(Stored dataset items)
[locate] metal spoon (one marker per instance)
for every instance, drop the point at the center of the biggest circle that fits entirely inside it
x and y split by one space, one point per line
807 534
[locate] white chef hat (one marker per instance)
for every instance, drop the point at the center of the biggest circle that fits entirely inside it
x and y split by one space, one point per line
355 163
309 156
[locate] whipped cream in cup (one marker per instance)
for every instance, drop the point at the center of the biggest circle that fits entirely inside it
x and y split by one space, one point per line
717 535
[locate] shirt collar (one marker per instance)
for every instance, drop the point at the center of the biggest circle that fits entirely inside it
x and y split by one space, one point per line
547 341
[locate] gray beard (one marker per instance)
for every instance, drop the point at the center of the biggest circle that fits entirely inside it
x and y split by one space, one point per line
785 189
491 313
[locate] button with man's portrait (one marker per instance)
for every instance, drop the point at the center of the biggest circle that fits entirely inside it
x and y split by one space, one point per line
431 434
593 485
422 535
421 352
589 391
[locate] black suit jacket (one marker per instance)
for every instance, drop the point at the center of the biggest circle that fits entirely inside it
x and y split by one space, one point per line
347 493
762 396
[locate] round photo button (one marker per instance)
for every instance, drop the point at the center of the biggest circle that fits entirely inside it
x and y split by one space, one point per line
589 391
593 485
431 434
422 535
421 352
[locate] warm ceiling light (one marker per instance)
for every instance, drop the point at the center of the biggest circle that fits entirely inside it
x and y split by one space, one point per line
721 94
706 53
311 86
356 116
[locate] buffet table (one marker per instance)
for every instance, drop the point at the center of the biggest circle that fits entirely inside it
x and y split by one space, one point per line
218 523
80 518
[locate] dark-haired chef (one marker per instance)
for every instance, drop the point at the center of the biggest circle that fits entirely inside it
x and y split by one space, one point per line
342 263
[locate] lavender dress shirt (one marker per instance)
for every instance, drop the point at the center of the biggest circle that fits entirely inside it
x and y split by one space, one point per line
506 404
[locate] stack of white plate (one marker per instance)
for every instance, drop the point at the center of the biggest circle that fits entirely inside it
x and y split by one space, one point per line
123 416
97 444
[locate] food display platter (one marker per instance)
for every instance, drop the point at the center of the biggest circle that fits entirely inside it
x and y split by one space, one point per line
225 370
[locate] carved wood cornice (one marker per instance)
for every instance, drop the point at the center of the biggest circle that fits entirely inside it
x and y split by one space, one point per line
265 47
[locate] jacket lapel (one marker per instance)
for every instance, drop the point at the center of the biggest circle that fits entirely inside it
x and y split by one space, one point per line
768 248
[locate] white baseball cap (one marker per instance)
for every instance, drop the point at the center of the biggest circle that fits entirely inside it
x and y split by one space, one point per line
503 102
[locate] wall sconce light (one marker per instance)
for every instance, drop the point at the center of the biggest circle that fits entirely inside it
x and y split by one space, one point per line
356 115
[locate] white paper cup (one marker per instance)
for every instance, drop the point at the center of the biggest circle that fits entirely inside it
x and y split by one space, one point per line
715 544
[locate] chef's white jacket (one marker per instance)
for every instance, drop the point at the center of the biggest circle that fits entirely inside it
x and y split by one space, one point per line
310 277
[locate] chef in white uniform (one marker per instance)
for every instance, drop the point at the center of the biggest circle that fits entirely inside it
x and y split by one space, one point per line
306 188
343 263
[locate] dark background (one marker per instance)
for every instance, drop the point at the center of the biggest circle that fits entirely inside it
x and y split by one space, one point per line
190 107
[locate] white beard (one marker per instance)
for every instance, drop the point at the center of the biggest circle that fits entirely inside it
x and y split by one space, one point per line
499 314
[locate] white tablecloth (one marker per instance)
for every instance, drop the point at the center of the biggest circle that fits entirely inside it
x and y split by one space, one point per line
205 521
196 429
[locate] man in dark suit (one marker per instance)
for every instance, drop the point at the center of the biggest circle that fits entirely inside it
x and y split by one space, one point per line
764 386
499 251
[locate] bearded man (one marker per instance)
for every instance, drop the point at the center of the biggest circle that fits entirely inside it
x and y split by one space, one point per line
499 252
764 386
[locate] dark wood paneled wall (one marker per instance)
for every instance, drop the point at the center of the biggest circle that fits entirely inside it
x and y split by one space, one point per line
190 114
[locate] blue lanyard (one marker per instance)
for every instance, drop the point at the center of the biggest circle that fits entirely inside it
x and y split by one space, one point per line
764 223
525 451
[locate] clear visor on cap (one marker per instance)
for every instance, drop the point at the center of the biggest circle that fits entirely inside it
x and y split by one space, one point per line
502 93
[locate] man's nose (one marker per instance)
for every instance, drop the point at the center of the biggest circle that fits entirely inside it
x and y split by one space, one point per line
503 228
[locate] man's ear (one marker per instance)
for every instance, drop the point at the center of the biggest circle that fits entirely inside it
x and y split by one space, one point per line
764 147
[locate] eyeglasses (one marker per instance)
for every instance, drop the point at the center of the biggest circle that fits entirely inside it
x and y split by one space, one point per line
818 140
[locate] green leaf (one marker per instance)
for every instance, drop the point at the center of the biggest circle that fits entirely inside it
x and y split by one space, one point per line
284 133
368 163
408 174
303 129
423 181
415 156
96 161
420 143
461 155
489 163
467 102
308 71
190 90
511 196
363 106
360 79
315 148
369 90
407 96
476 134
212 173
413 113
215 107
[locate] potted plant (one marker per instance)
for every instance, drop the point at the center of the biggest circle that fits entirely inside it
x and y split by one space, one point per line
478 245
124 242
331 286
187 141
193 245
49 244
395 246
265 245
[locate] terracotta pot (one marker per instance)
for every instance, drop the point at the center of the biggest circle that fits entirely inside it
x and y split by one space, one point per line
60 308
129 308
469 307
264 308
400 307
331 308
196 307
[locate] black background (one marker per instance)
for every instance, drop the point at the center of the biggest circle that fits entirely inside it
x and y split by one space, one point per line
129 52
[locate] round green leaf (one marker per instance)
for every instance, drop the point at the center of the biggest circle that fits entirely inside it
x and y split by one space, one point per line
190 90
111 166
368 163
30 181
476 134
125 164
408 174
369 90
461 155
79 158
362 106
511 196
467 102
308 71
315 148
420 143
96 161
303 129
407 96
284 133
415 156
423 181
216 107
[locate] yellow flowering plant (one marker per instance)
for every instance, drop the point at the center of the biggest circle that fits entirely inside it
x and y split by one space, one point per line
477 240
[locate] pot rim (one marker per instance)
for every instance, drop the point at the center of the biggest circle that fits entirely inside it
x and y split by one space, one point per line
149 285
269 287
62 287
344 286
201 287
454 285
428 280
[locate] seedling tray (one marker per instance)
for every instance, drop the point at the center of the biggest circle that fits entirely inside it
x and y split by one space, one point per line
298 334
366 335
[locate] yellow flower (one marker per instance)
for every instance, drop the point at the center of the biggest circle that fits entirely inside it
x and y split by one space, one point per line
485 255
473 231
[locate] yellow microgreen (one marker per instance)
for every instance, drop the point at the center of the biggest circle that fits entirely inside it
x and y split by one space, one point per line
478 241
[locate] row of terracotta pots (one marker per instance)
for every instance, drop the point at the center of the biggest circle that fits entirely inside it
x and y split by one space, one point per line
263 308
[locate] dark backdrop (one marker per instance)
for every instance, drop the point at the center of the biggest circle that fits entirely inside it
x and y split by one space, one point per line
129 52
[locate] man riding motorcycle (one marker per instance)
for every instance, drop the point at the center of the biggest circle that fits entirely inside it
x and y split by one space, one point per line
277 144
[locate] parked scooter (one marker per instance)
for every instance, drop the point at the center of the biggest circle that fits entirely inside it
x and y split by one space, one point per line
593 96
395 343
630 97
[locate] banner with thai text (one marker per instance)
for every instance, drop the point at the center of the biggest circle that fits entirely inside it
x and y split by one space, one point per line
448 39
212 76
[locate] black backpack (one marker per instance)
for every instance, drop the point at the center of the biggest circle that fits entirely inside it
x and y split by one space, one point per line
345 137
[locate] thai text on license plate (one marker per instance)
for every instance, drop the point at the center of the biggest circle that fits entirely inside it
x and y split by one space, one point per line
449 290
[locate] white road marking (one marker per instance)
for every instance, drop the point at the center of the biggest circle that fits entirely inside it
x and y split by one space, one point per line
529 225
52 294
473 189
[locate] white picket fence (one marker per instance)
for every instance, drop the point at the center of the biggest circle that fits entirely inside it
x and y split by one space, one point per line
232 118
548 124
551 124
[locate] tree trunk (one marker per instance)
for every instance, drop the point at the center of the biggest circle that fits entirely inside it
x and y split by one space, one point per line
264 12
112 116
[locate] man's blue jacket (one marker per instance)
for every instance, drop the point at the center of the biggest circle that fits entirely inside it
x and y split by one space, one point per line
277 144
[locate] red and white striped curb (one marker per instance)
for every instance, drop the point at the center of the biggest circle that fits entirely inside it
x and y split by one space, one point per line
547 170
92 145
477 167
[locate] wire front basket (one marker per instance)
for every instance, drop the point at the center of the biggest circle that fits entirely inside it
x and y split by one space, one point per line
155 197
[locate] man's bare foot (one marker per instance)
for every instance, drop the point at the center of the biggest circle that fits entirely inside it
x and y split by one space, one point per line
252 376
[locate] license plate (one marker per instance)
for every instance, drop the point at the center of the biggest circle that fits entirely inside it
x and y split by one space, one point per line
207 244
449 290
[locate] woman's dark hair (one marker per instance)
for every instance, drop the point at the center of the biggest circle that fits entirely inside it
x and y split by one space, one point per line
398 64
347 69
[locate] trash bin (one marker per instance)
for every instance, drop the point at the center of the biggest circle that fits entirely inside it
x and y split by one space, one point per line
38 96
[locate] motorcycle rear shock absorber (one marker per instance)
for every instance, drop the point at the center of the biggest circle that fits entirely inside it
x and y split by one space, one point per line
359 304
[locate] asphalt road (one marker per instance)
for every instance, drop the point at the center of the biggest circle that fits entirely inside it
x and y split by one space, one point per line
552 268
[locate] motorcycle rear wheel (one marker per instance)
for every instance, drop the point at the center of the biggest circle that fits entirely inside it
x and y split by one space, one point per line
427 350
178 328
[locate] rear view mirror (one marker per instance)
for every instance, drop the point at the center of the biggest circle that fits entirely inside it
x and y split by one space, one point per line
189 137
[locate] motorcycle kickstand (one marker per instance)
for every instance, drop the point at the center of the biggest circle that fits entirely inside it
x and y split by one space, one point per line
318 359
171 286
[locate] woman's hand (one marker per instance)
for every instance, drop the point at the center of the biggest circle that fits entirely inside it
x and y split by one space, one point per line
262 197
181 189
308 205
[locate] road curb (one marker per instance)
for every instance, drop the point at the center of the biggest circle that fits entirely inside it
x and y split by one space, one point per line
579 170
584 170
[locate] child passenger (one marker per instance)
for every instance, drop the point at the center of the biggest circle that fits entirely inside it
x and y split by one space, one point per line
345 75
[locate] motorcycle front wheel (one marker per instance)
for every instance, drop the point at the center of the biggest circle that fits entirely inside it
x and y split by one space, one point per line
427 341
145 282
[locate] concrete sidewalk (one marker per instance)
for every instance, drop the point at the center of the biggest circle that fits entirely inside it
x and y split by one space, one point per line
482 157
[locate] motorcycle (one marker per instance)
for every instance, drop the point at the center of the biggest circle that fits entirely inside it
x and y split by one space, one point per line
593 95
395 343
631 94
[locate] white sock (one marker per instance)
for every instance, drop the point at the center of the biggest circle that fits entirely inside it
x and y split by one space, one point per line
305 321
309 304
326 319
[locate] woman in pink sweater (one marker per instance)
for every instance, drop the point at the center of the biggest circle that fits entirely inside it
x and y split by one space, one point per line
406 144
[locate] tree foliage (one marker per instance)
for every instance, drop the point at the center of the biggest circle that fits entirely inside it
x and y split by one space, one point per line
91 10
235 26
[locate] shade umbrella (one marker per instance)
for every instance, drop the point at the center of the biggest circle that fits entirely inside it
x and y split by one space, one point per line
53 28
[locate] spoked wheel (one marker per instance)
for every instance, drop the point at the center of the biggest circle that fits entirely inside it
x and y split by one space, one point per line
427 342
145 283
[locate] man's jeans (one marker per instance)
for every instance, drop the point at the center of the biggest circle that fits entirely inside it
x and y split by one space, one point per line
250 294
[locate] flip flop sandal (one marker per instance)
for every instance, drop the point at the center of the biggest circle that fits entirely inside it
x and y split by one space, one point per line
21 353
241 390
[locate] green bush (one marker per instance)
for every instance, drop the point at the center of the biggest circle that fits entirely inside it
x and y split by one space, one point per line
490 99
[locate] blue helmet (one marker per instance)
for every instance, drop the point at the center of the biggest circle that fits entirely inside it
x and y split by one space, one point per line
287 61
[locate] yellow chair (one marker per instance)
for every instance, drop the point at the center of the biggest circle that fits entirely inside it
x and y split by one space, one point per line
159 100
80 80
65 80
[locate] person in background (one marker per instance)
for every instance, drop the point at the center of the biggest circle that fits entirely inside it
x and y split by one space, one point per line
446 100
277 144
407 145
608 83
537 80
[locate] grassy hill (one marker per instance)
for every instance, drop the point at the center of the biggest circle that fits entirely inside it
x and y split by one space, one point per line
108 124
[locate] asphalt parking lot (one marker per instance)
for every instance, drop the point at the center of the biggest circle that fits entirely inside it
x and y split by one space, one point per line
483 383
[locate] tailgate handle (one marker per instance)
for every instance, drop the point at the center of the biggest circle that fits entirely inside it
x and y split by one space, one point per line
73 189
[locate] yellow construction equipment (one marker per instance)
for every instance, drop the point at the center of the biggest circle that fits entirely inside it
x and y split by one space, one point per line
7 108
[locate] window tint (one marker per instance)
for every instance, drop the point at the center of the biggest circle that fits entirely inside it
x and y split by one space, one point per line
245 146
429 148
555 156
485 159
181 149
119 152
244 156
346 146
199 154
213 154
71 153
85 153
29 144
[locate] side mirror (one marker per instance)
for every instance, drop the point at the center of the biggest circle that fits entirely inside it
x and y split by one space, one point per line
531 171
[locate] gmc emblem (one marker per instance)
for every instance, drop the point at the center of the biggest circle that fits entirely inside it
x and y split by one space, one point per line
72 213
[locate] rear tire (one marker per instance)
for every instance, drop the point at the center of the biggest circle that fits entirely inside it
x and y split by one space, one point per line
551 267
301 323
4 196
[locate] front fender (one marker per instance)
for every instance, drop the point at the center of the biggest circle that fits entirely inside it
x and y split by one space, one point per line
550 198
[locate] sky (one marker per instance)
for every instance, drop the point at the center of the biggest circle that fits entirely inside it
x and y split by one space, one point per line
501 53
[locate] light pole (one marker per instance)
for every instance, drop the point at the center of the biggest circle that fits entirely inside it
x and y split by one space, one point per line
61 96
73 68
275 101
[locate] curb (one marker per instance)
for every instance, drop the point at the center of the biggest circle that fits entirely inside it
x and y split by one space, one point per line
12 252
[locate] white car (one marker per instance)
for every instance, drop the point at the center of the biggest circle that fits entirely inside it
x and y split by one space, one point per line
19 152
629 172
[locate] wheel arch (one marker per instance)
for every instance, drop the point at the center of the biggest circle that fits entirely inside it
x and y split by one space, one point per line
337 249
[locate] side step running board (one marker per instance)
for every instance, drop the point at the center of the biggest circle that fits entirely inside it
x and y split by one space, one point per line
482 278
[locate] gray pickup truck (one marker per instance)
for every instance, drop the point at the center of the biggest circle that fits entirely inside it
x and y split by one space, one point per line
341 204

** Required task **
Reproduce every line from the one containing "[locate] side step" through the end of the rows, requests included. Shift each x and y coordinate in the answers by adding 70.

** Output **
[locate] side step running board (one marker per instance)
for every instance, drop the point at the center of the biggest circle that fits entirely inside it
x and y split by one space, one point per line
552 348
[locate] gray pickup truck (one marker per instance)
for every instance, drop the point at the center of the biggest circle that fits entirely inside it
x and y split by one space, one point per line
411 274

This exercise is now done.